### SUPPLIED TEXT
Boycotting Mexico Won’t Help Canadian Autoworkers
Canada’s autoworkers union recently announced a boycott of Mexican-made GM cars. It’s a dead-end strategy that plays into the hand of the racism and xenophobia of the Right.
Like other unions of manufacturing workers in North America, Unifor, Canada’s largest private sector union, is facing tough times in its auto plants. And like other unions before it, Unifor recently decided to call for all Mexican-made General Motors vehicles to be boycotted by the Canadian public in response to the company’s closure of its assembly plant in Oshawa, Ontario.
This boycott is a nationalist strategy with a long history — one that can only stoke xenophobia and racism around the idea of foreigners taking jobs. It’s a strategy that Canadian autoworkers should reject. With the North American automotive industry being integrated through NAFTA and now the USMCA, nationalism won’t solve the plant closure crisis or secure a better future for auto workers.

### EXERCISE REQUIREMENTS
1 > Answer these questions from the article on the Mexican-made GM boycott:
(a) Which union called for the boycott, and how large is it among Canada's private sector unions?
(b) Where was the General Motors assembly plant whose closure prompted the boycott?
(c) Through what has the North American automotive industry been integrated?
2 > Output, word for word, the passage of the article on the Mexican-made GM boycott that opens with the words containing "Like other unions of" and closes with "for auto workers.".
Nothing in the listing that follows has any bearing on this.

### SOURCE DATA

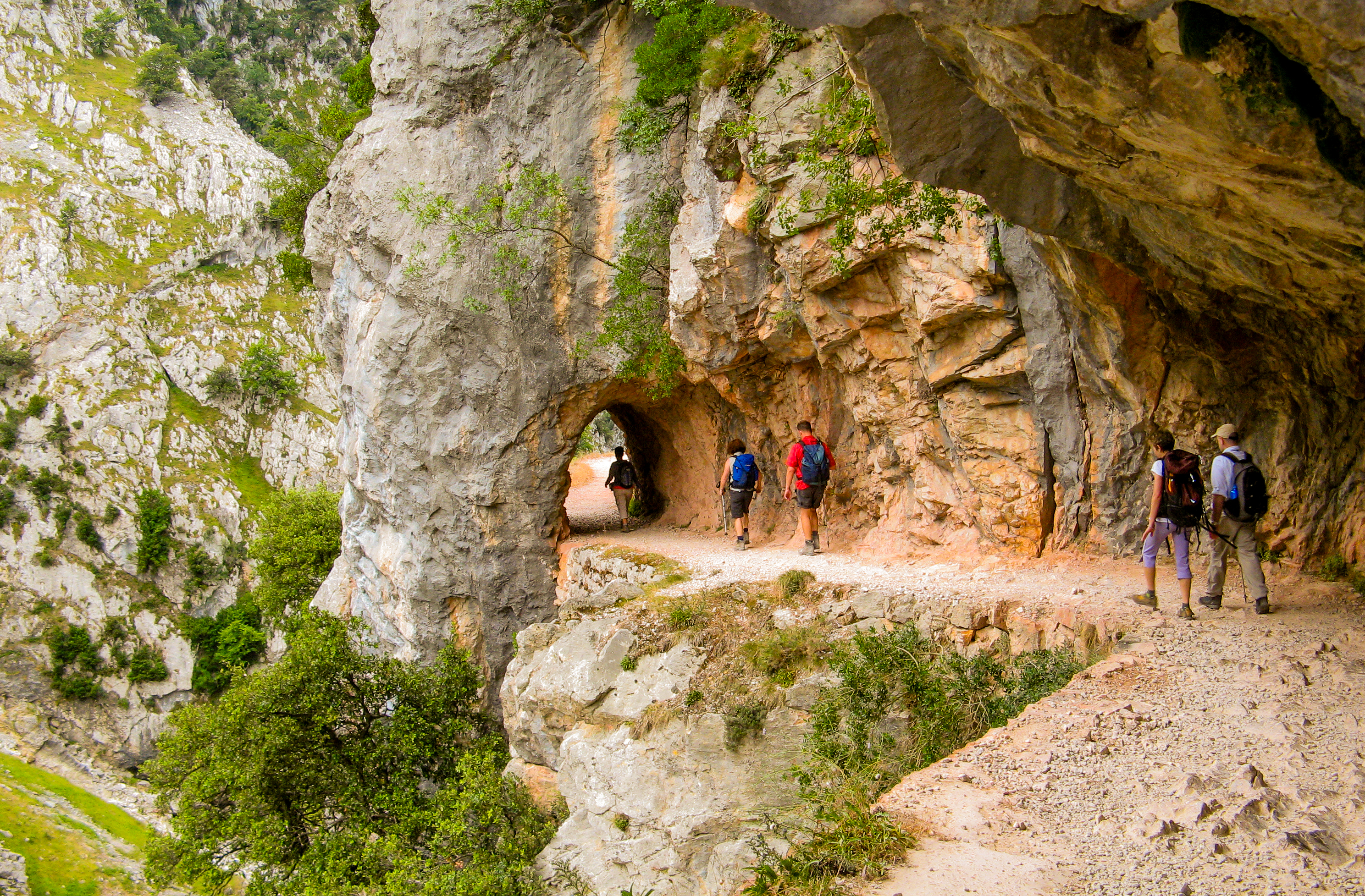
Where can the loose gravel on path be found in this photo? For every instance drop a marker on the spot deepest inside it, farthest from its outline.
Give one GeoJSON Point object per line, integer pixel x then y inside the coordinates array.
{"type": "Point", "coordinates": [1216, 757]}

### ANSWERS PROVIDED
1 >
(a) Unifor, Canada's largest private sector union.
(b) Oshawa, Ontario.
(c) Through NAFTA and now the USMCA.

2 >
Like other unions of manufacturing workers in North America, Unifor, Canada’s largest private sector union, is facing tough times in its auto plants. And like other unions before it, Unifor recently decided to call for all Mexican-made General Motors vehicles to be boycotted by the Canadian public in response to the company’s closure of its assembly plant in Oshawa, Ontario.
This boycott is a nationalist strategy with a long history — one that can only stoke xenophobia and racism around the idea of foreigners taking jobs. It’s a strategy that Canadian autoworkers should reject. With the North American automotive industry being integrated through NAFTA and now the USMCA, nationalism won’t solve the plant closure crisis or secure a better future for auto workers.